Выбранный отрывок
>>>>

Из цикла
«10 ключевых фильмов в истории израильского кинематографа» (Режиссер Ури Зохар. «Три дня и мальчик», 1967 г.)
Весь фильм построен как череда картинок, выхваченных из чьей-то жизни. Но камера оказывается внутри не только жизни, но и сознания героя и начинает ворошить его прошлое и анализировать настоящее. И зритель понимает очень быстро, что еще молодой, но достаточно зрелый мужчина по имени Эли постоянно балансирует между любовью и предательством, эгоизмом и самопожертвованием.
Он окончательно запутался в себе, не знает, как ему относиться к окружающим и к тем, кто совсем близко, и кто чуть на расстоянии. Его раздражает то жизненное пространство, внутри которого он ежедневно существует – квадрат захламленной квартиры, лестничный пролет, телефон соседей, как средство общение с внешним миром – и так изо дня в день и больше ничего. Настоящее неинтересно, статично и практически бесчувственно. Эли не любит тех, кто рядом, даже ту девушку, на которой он здесь в этом настоящем, решил жениться, а потому память постоянно одалживает ему на время прошлое, в котором он не обязательно был счастлив, там Эли умел любить и через воспоминания о нем он вырастает в собственных глазах.

<<<<

Письменное задание 1
Объясните, пожалуйста, по отрывку о фильме «Три дня и мальчик», почему память постоянно одалживает Эли прошлое.

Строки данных
>>>>

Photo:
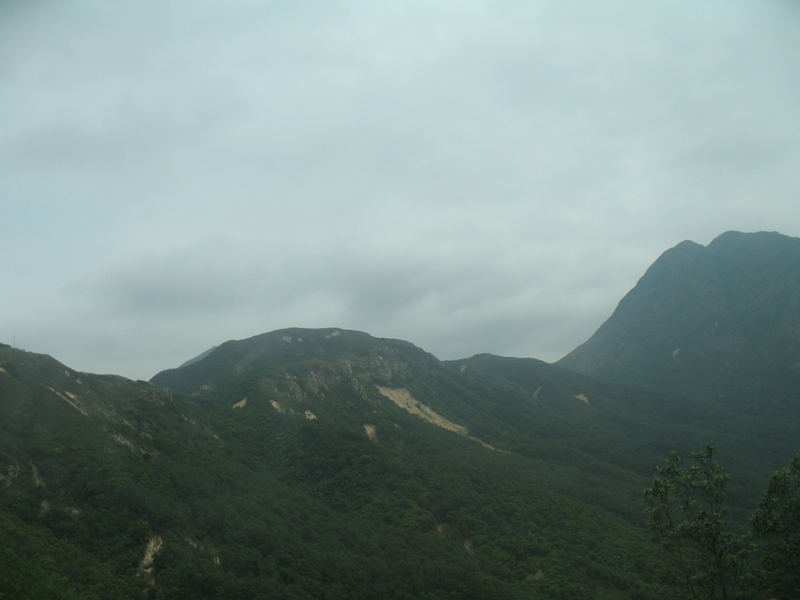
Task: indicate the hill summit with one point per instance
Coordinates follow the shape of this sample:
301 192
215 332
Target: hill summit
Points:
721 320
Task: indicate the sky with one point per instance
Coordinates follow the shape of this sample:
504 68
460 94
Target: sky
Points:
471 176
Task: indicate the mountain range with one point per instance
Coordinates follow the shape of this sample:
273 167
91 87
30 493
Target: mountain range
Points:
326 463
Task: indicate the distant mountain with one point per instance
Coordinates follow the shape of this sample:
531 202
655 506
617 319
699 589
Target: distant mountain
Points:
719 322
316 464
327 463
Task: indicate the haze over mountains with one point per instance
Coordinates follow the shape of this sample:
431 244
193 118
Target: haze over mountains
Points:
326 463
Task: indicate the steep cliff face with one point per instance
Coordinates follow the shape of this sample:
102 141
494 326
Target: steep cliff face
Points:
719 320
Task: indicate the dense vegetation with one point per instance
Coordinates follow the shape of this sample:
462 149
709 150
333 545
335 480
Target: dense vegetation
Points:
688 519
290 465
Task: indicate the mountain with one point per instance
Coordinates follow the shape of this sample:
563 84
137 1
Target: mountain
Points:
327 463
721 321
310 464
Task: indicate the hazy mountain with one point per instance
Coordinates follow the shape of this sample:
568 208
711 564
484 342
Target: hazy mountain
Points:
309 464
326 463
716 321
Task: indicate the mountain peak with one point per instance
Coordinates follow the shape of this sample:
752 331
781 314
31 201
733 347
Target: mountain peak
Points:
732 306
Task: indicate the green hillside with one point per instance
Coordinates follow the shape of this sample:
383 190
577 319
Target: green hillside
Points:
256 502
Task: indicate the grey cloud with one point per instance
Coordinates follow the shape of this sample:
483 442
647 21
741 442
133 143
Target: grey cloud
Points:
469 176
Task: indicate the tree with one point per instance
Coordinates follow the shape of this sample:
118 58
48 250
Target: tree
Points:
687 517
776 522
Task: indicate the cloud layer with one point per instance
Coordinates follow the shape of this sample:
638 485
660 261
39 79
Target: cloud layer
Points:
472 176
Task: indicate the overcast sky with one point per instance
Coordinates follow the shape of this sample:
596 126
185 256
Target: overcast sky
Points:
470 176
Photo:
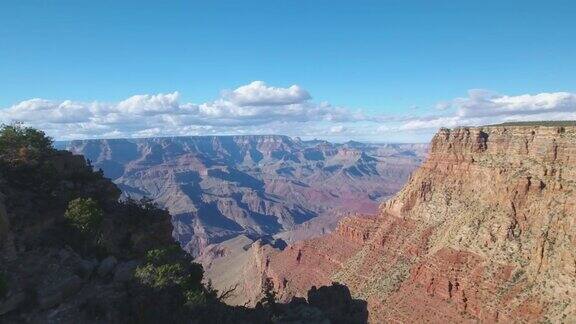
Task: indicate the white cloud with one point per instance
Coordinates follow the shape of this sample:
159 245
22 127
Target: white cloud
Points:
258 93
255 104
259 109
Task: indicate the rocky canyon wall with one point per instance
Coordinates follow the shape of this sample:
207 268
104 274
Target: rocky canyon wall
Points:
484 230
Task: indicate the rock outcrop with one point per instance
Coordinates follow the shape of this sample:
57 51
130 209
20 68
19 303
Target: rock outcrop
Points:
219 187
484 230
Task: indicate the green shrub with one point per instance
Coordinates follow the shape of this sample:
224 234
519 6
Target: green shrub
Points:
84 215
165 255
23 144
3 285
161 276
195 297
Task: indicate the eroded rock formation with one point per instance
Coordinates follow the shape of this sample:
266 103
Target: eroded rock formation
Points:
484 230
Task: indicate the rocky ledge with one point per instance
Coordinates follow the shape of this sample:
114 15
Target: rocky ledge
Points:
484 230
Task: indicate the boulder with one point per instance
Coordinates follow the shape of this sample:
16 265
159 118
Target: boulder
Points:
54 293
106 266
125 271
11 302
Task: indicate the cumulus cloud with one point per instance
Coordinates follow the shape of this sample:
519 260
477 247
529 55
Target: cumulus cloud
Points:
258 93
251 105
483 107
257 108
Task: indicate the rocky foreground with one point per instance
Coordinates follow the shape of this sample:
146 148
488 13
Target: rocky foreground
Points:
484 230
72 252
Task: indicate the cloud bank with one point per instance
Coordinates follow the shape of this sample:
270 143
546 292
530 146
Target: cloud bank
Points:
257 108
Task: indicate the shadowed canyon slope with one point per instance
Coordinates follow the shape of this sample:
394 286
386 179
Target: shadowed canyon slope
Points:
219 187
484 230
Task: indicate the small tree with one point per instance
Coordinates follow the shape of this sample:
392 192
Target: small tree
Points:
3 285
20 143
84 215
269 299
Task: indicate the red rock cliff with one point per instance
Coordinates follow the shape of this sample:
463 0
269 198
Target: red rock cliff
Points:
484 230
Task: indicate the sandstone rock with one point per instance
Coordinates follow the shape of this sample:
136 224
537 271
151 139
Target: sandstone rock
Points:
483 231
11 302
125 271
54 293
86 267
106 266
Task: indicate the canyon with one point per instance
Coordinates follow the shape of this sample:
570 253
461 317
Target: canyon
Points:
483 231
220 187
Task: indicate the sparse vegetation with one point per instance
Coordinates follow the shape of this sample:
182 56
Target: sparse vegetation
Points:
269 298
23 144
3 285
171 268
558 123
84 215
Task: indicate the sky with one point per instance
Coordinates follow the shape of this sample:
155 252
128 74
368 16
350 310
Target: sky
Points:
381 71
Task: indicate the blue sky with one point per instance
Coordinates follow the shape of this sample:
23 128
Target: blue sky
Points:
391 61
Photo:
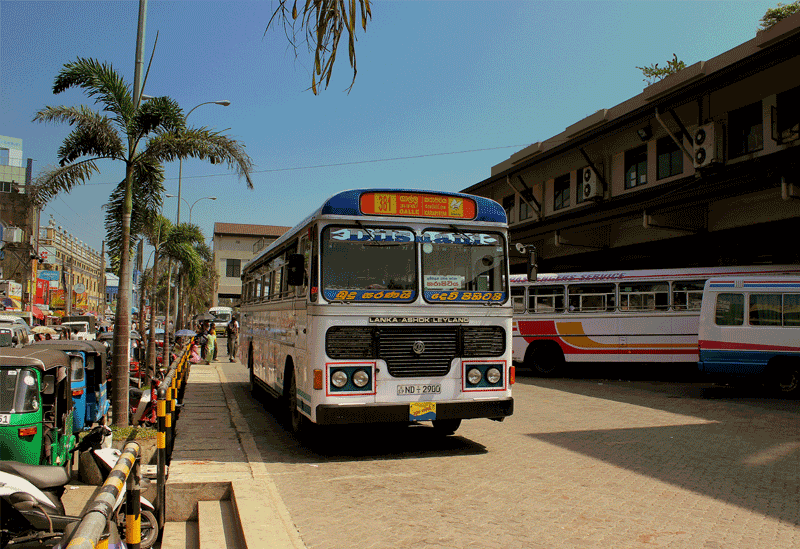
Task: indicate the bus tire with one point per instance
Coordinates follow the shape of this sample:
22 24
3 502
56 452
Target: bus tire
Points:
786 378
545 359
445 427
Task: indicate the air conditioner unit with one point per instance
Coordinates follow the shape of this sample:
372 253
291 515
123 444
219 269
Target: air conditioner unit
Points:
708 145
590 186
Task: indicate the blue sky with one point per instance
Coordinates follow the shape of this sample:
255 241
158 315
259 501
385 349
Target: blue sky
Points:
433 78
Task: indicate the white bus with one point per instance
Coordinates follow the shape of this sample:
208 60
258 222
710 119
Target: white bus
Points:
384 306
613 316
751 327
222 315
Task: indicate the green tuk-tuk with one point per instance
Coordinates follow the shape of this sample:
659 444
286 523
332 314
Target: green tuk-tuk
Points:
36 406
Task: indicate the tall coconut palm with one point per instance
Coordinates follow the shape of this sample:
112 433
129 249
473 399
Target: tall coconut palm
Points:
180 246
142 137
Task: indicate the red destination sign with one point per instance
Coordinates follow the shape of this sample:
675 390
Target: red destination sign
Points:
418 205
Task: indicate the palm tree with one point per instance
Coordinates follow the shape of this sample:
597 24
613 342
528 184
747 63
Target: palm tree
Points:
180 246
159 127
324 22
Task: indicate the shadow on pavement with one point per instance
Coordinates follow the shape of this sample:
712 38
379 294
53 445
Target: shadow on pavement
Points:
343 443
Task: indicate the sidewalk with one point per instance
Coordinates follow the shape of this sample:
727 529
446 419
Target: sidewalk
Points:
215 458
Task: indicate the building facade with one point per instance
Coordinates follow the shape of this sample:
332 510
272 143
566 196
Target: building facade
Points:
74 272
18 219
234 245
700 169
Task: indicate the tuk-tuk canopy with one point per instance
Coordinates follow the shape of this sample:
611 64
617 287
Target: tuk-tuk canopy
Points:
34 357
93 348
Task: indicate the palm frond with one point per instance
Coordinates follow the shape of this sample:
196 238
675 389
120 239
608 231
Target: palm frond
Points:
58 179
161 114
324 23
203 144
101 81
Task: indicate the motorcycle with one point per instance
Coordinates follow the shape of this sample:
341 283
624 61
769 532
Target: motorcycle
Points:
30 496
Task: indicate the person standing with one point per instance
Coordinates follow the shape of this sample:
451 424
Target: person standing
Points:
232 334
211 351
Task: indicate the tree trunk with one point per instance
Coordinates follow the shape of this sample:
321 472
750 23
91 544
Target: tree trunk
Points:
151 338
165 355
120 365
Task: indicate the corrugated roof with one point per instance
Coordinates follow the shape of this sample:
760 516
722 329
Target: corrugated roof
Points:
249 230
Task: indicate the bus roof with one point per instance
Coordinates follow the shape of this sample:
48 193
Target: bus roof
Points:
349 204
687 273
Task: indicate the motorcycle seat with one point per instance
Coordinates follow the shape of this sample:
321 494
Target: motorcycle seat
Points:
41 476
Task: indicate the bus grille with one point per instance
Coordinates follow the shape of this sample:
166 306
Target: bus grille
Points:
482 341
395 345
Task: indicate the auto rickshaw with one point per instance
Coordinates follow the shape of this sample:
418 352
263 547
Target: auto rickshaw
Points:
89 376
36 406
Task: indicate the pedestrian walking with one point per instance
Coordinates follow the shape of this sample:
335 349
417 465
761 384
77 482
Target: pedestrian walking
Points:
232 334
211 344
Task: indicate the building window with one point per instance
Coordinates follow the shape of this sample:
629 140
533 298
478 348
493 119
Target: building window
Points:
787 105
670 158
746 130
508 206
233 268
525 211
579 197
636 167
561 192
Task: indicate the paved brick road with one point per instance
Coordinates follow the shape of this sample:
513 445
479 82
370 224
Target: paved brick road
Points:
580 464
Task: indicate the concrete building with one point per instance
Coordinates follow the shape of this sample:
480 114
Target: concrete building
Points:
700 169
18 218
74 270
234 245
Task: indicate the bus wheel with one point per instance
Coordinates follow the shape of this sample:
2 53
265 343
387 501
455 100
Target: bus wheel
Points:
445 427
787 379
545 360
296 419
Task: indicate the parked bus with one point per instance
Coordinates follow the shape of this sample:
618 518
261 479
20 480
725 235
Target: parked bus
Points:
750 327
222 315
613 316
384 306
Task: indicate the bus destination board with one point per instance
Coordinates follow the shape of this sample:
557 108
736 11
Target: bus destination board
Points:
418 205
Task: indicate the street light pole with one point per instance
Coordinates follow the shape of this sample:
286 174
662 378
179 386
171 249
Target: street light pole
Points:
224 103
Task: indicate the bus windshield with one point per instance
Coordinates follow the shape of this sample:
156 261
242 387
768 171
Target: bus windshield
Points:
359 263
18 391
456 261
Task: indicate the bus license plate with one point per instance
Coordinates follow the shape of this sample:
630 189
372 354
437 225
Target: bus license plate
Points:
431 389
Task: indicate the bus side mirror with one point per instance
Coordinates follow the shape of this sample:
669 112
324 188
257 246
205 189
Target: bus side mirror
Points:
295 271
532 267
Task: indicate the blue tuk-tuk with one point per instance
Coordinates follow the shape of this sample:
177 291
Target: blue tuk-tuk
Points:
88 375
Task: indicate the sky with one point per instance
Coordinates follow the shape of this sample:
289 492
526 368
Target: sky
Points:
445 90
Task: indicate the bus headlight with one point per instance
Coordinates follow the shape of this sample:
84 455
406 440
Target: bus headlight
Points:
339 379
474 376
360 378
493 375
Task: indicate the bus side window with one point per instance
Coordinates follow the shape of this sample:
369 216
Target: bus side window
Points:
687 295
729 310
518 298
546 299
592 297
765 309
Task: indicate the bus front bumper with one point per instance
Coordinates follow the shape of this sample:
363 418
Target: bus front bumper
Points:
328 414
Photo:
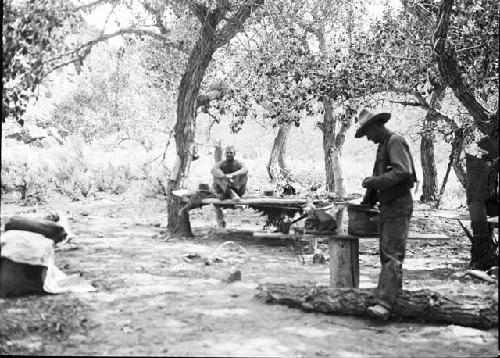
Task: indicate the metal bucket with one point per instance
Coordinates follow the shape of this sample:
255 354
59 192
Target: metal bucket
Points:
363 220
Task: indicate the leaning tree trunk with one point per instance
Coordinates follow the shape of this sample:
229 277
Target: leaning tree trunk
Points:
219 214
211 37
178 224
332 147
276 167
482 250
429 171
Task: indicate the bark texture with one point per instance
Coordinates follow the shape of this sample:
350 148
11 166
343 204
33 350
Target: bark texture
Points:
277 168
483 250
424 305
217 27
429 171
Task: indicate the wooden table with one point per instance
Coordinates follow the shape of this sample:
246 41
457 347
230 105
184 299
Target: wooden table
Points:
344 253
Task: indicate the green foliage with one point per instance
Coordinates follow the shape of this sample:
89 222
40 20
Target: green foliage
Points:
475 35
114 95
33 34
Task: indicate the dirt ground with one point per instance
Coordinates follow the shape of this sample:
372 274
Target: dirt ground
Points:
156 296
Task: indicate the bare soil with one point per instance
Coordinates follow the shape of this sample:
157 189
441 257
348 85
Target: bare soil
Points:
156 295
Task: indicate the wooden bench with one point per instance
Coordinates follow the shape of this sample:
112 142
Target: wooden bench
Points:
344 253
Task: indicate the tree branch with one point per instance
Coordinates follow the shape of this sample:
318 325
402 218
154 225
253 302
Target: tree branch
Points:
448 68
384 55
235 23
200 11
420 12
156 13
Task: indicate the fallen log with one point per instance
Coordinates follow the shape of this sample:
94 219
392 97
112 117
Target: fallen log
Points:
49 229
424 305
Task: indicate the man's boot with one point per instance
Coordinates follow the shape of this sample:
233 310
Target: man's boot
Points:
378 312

<<<<

Письменное задание 2
Перепишите строки перечня, начиная со строки с "Task: indicate the tree branch" и до конца перечня, заменив "sample" на "example" и оставив остальное без изменений.

Результат 1
Эли не любит тех, кто рядом с ним, даже девушку, на которой в настоящем решил жениться. Поэтому память постоянно одалживает ему прошлое, где он умел любить.

Результат 2
Task: indicate the tree branch with one point per instance
Coordinates follow the shape of this example:
318 325
402 218
154 225
253 302
Target: tree branch
Points:
448 68
384 55
235 23
200 11
420 12
156 13
Task: indicate the fallen log with one point per instance
Coordinates follow the shape of this example:
94 219
392 97
112 117
Target: fallen log
Points:
49 229
424 305
Task: indicate the man's boot with one point per instance
Coordinates follow the shape of this example:
233 310
Target: man's boot
Points:
378 312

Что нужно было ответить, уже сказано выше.